--- start Supplied material ---

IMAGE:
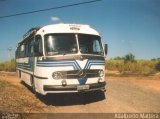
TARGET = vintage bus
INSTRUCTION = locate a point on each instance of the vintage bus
(62, 58)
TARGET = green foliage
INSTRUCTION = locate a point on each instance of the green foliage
(129, 58)
(8, 66)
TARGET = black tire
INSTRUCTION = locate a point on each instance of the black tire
(38, 95)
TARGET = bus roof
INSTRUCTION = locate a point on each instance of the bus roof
(60, 28)
(67, 28)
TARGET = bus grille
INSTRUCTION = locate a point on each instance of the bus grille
(72, 74)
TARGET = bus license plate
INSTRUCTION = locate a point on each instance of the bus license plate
(82, 87)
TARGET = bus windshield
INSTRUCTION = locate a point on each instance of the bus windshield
(56, 44)
(60, 44)
(90, 44)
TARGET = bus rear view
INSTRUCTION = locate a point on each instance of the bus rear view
(66, 58)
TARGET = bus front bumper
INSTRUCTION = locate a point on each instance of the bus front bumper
(74, 88)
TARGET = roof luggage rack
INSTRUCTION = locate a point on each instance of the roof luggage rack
(31, 31)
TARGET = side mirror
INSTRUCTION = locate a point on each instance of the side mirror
(106, 48)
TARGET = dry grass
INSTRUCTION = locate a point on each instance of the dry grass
(13, 99)
(138, 67)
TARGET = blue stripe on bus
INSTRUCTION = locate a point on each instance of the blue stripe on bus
(73, 63)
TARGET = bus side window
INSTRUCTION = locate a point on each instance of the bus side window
(38, 46)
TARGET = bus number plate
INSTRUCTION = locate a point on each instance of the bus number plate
(82, 87)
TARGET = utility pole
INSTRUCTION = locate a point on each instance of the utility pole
(9, 50)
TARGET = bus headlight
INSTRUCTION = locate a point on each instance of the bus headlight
(101, 73)
(57, 75)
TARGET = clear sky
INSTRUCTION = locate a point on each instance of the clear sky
(127, 26)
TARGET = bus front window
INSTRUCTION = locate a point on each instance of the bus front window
(90, 44)
(60, 44)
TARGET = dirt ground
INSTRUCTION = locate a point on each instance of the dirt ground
(133, 94)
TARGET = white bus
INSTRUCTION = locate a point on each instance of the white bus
(62, 58)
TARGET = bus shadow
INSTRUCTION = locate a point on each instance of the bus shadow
(67, 99)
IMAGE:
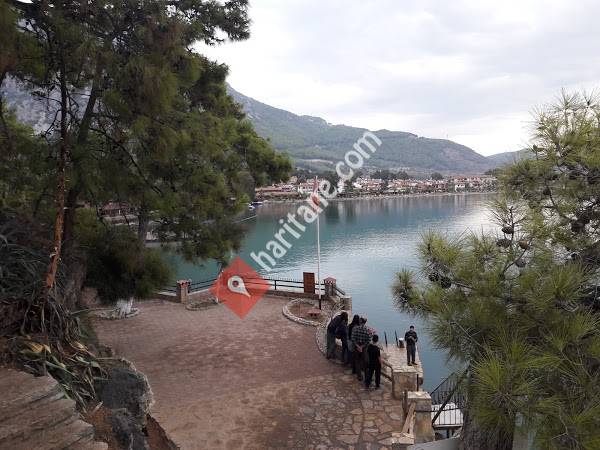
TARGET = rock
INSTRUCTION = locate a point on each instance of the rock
(128, 431)
(127, 388)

--- end Supplied material ---

▶ What you should do: Repeat the entries exactly. Pictures are excluded from the copy.

▶ Reply:
IMAGE:
TARGET = vintage bus
INSTRUCTION = locate a point on each instance of the vintage bus
(62, 58)
TARGET = green foliage
INSTRUCTION = locate a point on each instance of the green foliage
(129, 58)
(8, 66)
TARGET = black tire
INSTRUCTION = locate a point on each instance of the black tire
(38, 95)
TARGET = bus roof
INSTRUCTION = locate a point on each instance of the bus roof
(60, 28)
(67, 28)
TARGET = bus grille
INSTRUCTION = locate a point on each instance of the bus grille
(72, 74)
TARGET = bus license plate
INSTRUCTION = locate a point on each instance of the bus license plate
(82, 87)
TARGET = bus windshield
INSTRUCTION = locate a point on each instance of the bus windshield
(56, 44)
(60, 44)
(90, 44)
TARGET = bus rear view
INSTRUCTION = locate a point on each instance of the bus rear view
(66, 58)
TARGET = bus front bumper
INSTRUCTION = locate a point on each instance of the bus front bumper
(74, 88)
TARGET = roof luggage rack
INSTRUCTION = locate a point on each instance of the roof luggage rack
(31, 31)
TARGET = side mirror
INSTRUCTION = locate a point on each instance of the side mirror
(106, 48)
TARGET = dry grass
INSTRUCTION = locate a point on each instance of the dry grass
(13, 99)
(138, 67)
TARGET = blue stripe on bus
INSTRUCTION = locate a point on each instance of the blue stripe on bus
(73, 63)
TARGET = bus side window
INSTRUCTION = locate a point on each instance of the bus side window
(38, 46)
TARGET = bus number plate
INSTRUCTION = locate a point on each instance of the bus number plate
(82, 87)
TARGET = utility pole
INSTRUCTION = locate a point on each instance of the utility pole
(9, 50)
TARGET = bus headlight
INSTRUCTION = locate a point on each instance of the bus headlight
(101, 73)
(57, 75)
TARGET = clear sky
INSTRUCTION = locate a point on each instance of the clear sky
(127, 26)
TARGET = bus front window
INSTRUCTION = locate a point on each instance of the bus front window
(90, 44)
(60, 44)
TARGET = dirt ground
INSTRUCTION = locate a point on each instance of the dirt ground
(133, 94)
TARGET = white bus
INSTRUCTION = locate a point on each instance of the white bus
(62, 58)
TARGET = bus shadow
INSTRUCTION = locate a point on each instance of the bus shadow
(67, 99)
IMAGE:
TARGET = rock
INSTRUCTION = locate a point on each instance of the rock
(128, 431)
(127, 388)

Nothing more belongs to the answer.